WRITTEN TASK: Rewrite every row below, replacing "Tag" with "Mark" throughout and keeping everything else the same. Leave the pictures out of your answer.

SUPPLIED INFORMATION:

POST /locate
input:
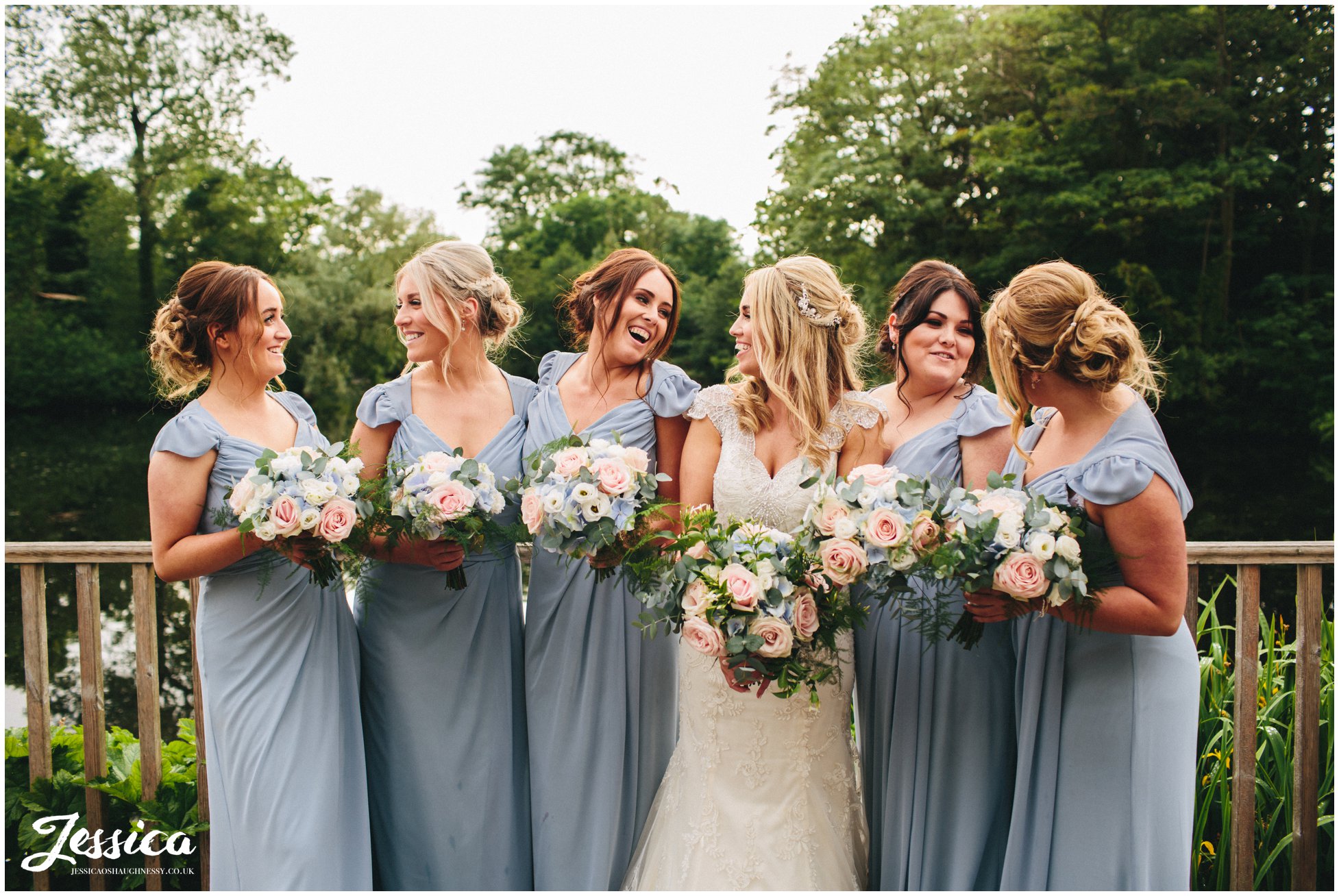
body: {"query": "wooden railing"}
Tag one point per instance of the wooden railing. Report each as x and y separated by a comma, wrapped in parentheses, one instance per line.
(1247, 556)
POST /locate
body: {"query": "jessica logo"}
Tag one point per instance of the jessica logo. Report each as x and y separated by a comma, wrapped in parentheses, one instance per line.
(97, 845)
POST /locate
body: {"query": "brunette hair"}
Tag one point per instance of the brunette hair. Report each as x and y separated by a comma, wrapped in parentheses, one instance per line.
(209, 294)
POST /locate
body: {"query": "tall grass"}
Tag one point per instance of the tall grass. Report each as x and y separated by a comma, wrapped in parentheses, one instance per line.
(1275, 708)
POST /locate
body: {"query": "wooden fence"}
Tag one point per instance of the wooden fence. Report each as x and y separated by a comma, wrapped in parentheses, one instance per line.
(1309, 558)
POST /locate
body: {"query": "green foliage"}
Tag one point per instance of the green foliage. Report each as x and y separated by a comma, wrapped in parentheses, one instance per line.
(1275, 719)
(173, 810)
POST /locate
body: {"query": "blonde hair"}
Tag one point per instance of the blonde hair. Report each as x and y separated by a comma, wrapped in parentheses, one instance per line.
(1054, 318)
(181, 349)
(809, 336)
(450, 272)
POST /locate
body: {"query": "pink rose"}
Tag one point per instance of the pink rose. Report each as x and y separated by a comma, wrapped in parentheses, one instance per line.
(286, 516)
(452, 500)
(532, 510)
(744, 587)
(698, 551)
(1020, 576)
(697, 599)
(612, 476)
(829, 513)
(703, 638)
(776, 636)
(926, 532)
(338, 519)
(436, 461)
(874, 475)
(805, 617)
(637, 458)
(885, 528)
(569, 461)
(843, 560)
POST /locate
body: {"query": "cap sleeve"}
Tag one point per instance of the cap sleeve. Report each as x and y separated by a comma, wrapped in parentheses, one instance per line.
(1118, 478)
(672, 390)
(386, 403)
(188, 434)
(981, 413)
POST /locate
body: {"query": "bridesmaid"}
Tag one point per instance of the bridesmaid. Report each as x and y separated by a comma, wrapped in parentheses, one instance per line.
(278, 662)
(936, 722)
(600, 697)
(443, 699)
(1106, 747)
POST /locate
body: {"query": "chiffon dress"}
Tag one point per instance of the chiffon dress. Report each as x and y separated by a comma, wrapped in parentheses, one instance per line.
(279, 677)
(600, 697)
(443, 691)
(1106, 747)
(762, 793)
(936, 721)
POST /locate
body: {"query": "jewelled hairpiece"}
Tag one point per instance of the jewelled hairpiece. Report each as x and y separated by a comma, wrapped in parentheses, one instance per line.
(808, 311)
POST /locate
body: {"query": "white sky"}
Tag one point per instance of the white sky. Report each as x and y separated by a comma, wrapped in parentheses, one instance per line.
(411, 99)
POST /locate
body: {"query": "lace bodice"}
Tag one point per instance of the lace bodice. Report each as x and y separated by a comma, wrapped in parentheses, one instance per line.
(741, 486)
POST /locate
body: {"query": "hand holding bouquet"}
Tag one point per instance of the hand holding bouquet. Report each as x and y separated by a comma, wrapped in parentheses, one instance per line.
(1019, 544)
(588, 499)
(445, 496)
(744, 593)
(877, 527)
(303, 492)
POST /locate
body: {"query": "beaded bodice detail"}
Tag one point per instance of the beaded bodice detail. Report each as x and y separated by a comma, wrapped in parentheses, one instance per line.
(741, 486)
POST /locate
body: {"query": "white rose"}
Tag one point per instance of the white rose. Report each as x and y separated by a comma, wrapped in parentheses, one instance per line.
(1068, 548)
(1041, 545)
(845, 528)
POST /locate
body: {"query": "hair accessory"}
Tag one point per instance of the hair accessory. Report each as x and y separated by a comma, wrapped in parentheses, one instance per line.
(808, 311)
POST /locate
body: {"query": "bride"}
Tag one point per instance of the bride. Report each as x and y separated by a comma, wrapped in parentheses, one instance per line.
(762, 793)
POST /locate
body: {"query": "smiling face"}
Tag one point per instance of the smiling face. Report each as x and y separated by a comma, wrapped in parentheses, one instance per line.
(641, 323)
(423, 340)
(744, 332)
(939, 349)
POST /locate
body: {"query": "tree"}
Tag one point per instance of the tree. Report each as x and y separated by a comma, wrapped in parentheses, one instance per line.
(157, 88)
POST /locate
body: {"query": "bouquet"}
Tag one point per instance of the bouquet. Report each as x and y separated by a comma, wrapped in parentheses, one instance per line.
(445, 496)
(304, 492)
(588, 499)
(1018, 543)
(877, 527)
(745, 593)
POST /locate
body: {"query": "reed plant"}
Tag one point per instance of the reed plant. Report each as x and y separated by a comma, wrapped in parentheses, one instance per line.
(1275, 718)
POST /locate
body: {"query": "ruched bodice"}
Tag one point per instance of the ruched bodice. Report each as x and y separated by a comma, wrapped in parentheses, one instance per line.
(936, 722)
(600, 698)
(1105, 719)
(443, 690)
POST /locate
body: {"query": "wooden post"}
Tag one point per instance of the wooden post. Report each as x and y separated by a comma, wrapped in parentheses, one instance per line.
(1247, 688)
(32, 586)
(93, 710)
(201, 780)
(1306, 729)
(147, 698)
(1192, 599)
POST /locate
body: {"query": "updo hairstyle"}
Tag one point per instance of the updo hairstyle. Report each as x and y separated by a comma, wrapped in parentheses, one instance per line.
(809, 335)
(450, 272)
(1054, 318)
(585, 306)
(911, 300)
(209, 295)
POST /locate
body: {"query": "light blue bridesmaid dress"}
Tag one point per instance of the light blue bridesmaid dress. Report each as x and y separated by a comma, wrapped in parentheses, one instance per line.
(600, 697)
(279, 673)
(443, 691)
(1106, 744)
(936, 722)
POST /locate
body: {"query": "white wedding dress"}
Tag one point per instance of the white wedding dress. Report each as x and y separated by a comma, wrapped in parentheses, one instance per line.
(761, 793)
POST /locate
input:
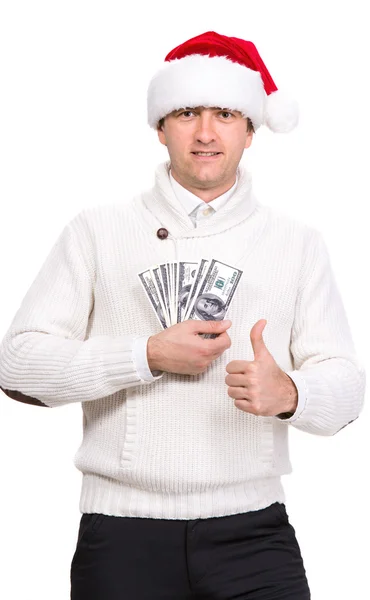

COMPLETE ANSWER:
POST /locate
input:
body: {"query": "wooden railing"}
Mark one point per instance of the wooden railing. Report each as x and y separated by a comma, wrapped in parentheses, one instance per line.
(1247, 556)
POST /locate
body: {"query": "jessica logo"}
Mark one point per instance of the jessica logo. Report each as x and y separated by a comma, wrapped in parentheses, one instance per line.
(97, 845)
POST /locate
body: {"query": "brunette hair"}
Mark one point per instance of the brunette hair. Report each as x and y separated by a comma, wrapped in parentheses, one instance per line.
(209, 294)
POST /locate
body: {"query": "tall grass"}
Mark one point per instance of the tall grass. Report each as x and y separated by a comma, wrapped in parentheses, one instance per line.
(1275, 708)
POST /locate
body: {"query": "wooden fence"}
Mark one point per instance of the wooden fence. Report each as x and y separated by a comma, wrapped in parentheses, one instance per line.
(1309, 558)
POST /locate
body: {"query": "green foliage"}
Mark one point per instance of the green foliage. Report each as x and y separated by a comma, wrapped in parentheses, one instance per line.
(1275, 719)
(173, 810)
POST /locate
body: {"query": "blonde hair"}
Mark one point per instance of the blonde hair. Report each as x and y separated by a comma, wrapped in parentheses, one instance per line.
(1054, 318)
(181, 349)
(809, 336)
(450, 272)
POST /locate
body: {"query": "pink rose"}
Mark one point per instance of the pink rose. Report each as x and y separated by a comma, wrapped in parentheses, one instance per line.
(286, 516)
(452, 500)
(532, 510)
(744, 587)
(698, 551)
(1020, 576)
(697, 599)
(612, 476)
(829, 513)
(703, 638)
(776, 636)
(926, 532)
(338, 519)
(436, 461)
(874, 475)
(805, 617)
(637, 458)
(885, 528)
(569, 461)
(843, 560)
POST /locate
body: {"query": "cap sleeve"}
Mark one point per instance of the cap sleeve. Report each as x and y separated by a comma, wrapped in parentheses, one instance per line.
(1118, 478)
(672, 390)
(386, 403)
(188, 434)
(981, 413)
POST /locate
body: {"query": "bridesmaid"}
Mark one point per instance of the bridesmaid. Report each as x and y separated by a comma, wrapped in parentheses, one instance per line.
(278, 662)
(936, 722)
(600, 697)
(443, 699)
(1106, 747)
POST /locate
body: {"query": "chiffon dress"}
Mark one point per instance of the chiffon dress. Report each as x and y separated by a comma, wrapped in parentheses, one instance per line.
(279, 677)
(600, 697)
(443, 691)
(1106, 747)
(762, 793)
(936, 721)
POST /locate
body: {"query": "jewelled hairpiece"}
Mark one point per instance of the jewelled hairpiece. Report each as x and y separated by a comma, wrapped in parentheses, one instance per line.
(808, 311)
POST /locate
body: {"query": "white sky"}
Mark one point per instance of the white sky. Report each as x and y separated by a comma, wrapped in parentheses, one instance per line.
(411, 99)
POST /locate
body: {"query": "lace bodice"}
Mark one point per instance of the lace bodice. Report each as x and y separated by a comma, wrapped in parentheses, one instance per line.
(741, 486)
POST /locate
body: {"query": "hand holding bouquet"}
Mark one point per instance of the hand holding bouquet. Report each as x and y separated by a comma, wrapped in parentheses, one instance per line.
(1019, 544)
(588, 499)
(445, 496)
(744, 593)
(877, 527)
(303, 492)
POST /locate
body: {"query": "beaded bodice detail"}
Mark one point per instance of the beaded bodice detail. Report each as x and y separated by a comma, wrapped in parentheses, one instance per line.
(741, 486)
POST /locate
body: {"query": "white rose"}
Mark one point per instance of the white rose. Report each as x and y separated by a comma, wrapped in parentheses, one instance per line.
(1068, 548)
(1041, 545)
(845, 528)
POST /locate
body: {"query": "hair accessory"}
Mark one point per instance of the hair accessory. Report each as x and y separated by a comma, wrapped in parentheses, one instance per line.
(808, 311)
POST /locate
body: {"query": "bride"}
Mark one point per instance of the bride. Report each as x and y separated by a comma, wrapped in parentheses, one instance per line.
(762, 793)
POST /locate
body: {"query": "smiling face"}
Mark one point per instance of the smiling face. Report each as x and y separated by a comma, wrapped in parentheses, one instance per line.
(641, 323)
(423, 340)
(744, 332)
(939, 349)
POST /locate
body: {"query": "tree"}
Mark one point per instance of the tree. Report each as x and y separated by a comma, wrapped in parentheses, one instance per line.
(157, 88)
POST /locate
body: {"query": "bouquet"}
Mark one point per instance of the bouquet. Report each as x and y separated by a comma, wrapped in parentheses, one instance per line.
(445, 496)
(304, 492)
(588, 499)
(1018, 543)
(877, 527)
(745, 593)
POST /locate
body: {"query": "reed plant"}
Mark one point per instance of the reed plant. Report each as x and y separated by a comma, wrapped in parentheses, one instance per line.
(1275, 718)
POST /locate
body: {"query": "ruched bodice"}
Mark one point per instance of the ruched bodice. Report each as x and y separated by a comma, wrapped in parentheses, one instance per line.
(936, 722)
(600, 698)
(1105, 719)
(443, 690)
POST /locate
body: {"query": "wooden post"}
Mark one point per instance of the wooden post. Report each as x and y separated by a comma, wrapped in parentheses, one instance per line.
(1247, 688)
(32, 586)
(93, 710)
(201, 780)
(1306, 729)
(147, 698)
(1192, 599)
POST /locate
body: {"query": "updo hairstyle"}
Mark one point per instance of the updo hairstyle. Report each as x and y separated by a comma, wrapped in parentheses, one instance per line.
(809, 335)
(450, 272)
(1054, 318)
(585, 306)
(911, 300)
(209, 295)
POST /locate
body: {"query": "light blue bridesmaid dress"}
Mark one point per instance of the light blue bridesmaid dress. Report each as x and y separated by a comma, wrapped in parentheses, one instance per line.
(600, 697)
(279, 673)
(443, 691)
(1106, 744)
(936, 722)
POST /locate
body: {"query": "white wedding dress"}
Mark one point per instance of the white wedding dress. Report each as x and y separated by a comma, wrapped in parentheses, one instance per line.
(761, 793)
POST /locate
input:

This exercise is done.